OBJETIVO DO EXERCÍCIO:
Reproduza estas linhas trocando "pickup truck" por "pickup" em todas as entradas, sem alterar mais nada.

ENTRADAS DA TAREFA:
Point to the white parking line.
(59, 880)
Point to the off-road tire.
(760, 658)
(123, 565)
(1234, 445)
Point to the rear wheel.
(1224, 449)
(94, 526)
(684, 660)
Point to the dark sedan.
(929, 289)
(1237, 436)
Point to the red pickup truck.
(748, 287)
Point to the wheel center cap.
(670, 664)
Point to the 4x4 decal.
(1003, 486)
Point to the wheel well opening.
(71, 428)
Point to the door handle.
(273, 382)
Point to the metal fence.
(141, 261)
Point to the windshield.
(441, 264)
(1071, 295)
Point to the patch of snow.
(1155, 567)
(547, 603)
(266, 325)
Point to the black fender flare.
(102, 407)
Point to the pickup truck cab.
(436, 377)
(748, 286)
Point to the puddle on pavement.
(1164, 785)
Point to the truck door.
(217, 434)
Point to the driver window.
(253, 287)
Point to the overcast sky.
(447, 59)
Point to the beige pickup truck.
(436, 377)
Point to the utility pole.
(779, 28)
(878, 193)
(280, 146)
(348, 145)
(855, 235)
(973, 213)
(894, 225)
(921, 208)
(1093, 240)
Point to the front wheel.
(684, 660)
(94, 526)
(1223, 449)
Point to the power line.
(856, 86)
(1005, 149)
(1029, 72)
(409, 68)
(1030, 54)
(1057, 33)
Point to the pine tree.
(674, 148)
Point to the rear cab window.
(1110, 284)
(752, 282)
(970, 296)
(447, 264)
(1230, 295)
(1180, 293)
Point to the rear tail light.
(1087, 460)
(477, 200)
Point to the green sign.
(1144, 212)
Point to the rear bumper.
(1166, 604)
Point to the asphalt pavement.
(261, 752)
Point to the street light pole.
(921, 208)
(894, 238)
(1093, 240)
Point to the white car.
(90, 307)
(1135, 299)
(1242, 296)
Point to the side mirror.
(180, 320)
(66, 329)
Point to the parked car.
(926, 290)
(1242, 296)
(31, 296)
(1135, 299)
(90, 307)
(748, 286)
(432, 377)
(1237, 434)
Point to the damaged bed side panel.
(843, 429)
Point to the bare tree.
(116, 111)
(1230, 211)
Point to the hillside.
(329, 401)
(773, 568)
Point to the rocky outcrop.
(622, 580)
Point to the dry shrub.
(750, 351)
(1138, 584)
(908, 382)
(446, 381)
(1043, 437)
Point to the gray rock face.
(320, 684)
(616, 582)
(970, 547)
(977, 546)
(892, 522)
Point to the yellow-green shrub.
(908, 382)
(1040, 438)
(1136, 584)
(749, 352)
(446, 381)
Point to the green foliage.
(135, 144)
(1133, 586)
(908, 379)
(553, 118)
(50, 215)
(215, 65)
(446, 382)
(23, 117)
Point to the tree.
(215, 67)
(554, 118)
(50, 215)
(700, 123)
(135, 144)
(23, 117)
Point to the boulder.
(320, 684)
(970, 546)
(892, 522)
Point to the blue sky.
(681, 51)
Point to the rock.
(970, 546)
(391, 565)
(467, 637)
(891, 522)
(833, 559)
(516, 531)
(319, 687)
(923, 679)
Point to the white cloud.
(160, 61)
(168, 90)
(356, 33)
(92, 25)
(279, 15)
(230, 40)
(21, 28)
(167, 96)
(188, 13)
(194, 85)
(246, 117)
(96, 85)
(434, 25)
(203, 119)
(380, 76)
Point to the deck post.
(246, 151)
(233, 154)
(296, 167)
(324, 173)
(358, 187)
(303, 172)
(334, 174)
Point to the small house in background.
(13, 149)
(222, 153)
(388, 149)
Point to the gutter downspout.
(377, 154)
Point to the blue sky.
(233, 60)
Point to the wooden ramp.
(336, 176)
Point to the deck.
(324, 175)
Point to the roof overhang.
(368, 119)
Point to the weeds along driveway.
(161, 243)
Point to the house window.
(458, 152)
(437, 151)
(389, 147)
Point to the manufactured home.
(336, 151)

RESOLUÇÃO ESCRITA:
Point to the white parking line.
(59, 880)
Point to the off-road tire.
(760, 658)
(123, 565)
(1234, 445)
Point to the rear wheel.
(1224, 449)
(94, 526)
(684, 660)
Point to the dark sedan.
(929, 289)
(1237, 436)
Point to the red pickup.
(748, 287)
Point to the wheel center cap.
(670, 664)
Point to the 4x4 decal.
(1003, 486)
Point to the wheel well opening.
(71, 428)
Point to the door handle.
(273, 382)
Point to the metal fence.
(141, 261)
Point to the windshield.
(441, 264)
(1071, 295)
Point to the patch of snow.
(1155, 567)
(547, 603)
(266, 325)
Point to the black fender flare.
(102, 407)
Point to the pickup cab.
(436, 377)
(748, 286)
Point to the puddle on pavement.
(1164, 785)
Point to the truck door.
(217, 434)
Point to the driver window.
(253, 287)
Point to the overcast sky.
(447, 59)
Point to the beige pickup.
(436, 377)
Point to the utility pole.
(779, 28)
(878, 193)
(280, 146)
(348, 145)
(855, 235)
(973, 213)
(894, 225)
(921, 208)
(1093, 240)
Point to the front wheel.
(684, 660)
(94, 526)
(1223, 449)
Point to the power line.
(856, 86)
(1005, 149)
(1029, 72)
(409, 68)
(1030, 54)
(1057, 33)
Point to the pine tree.
(674, 148)
Point to the rear cab window.
(1110, 284)
(752, 282)
(970, 296)
(447, 264)
(1230, 295)
(1180, 293)
Point to the rear tail light.
(1087, 460)
(477, 200)
Point to the green sign.
(1144, 212)
Point to the rear bumper.
(1166, 604)
Point to the asphalt pavement.
(261, 752)
Point to the street light pole.
(921, 208)
(894, 238)
(1093, 240)
Point to the white car.
(90, 307)
(1135, 299)
(1242, 296)
Point to the side mirror.
(180, 320)
(66, 329)
Point to the parked car.
(926, 290)
(1242, 296)
(31, 296)
(1135, 299)
(90, 307)
(748, 286)
(432, 377)
(1237, 434)
Point to the damaged bed side panel.
(843, 429)
Point to the bare tree.
(116, 111)
(1230, 211)
Point to the hillside.
(329, 401)
(773, 568)
Point to the rocky outcrop.
(622, 580)
Point to the dry shrub.
(750, 351)
(1138, 584)
(908, 382)
(446, 381)
(1043, 437)
Point to the gray rock face.
(320, 684)
(616, 582)
(970, 547)
(977, 546)
(892, 522)
Point to the yellow-green shrub.
(908, 382)
(1040, 438)
(1136, 584)
(749, 352)
(446, 381)
Point to the green foliage.
(135, 144)
(1133, 586)
(908, 379)
(553, 118)
(50, 215)
(215, 65)
(446, 382)
(23, 117)
Point to the tree.
(215, 67)
(554, 118)
(50, 215)
(700, 123)
(135, 144)
(23, 117)
Point to the boulder.
(320, 684)
(970, 546)
(892, 522)
Point to the blue sky.
(681, 51)
Point to the rock.
(970, 546)
(391, 565)
(467, 637)
(891, 522)
(833, 559)
(516, 531)
(319, 687)
(923, 679)
Point to the white cloud.
(160, 61)
(168, 90)
(356, 33)
(92, 25)
(279, 15)
(230, 40)
(21, 28)
(167, 96)
(188, 13)
(194, 85)
(246, 117)
(96, 85)
(434, 25)
(203, 119)
(380, 76)
Point to the deck post.
(246, 151)
(233, 154)
(296, 167)
(324, 173)
(358, 187)
(303, 172)
(334, 174)
Point to the small house in background.
(13, 149)
(222, 153)
(388, 149)
Point to the gutter downspout.
(377, 154)
Point to the blue sky.
(233, 60)
Point to the wooden ramp.
(336, 176)
Point to the deck.
(324, 175)
Point to the roof overhang.
(368, 119)
Point to the weeds along driveway.
(161, 243)
Point to the house window.
(458, 152)
(437, 151)
(389, 147)
Point to the manufactured home.
(336, 151)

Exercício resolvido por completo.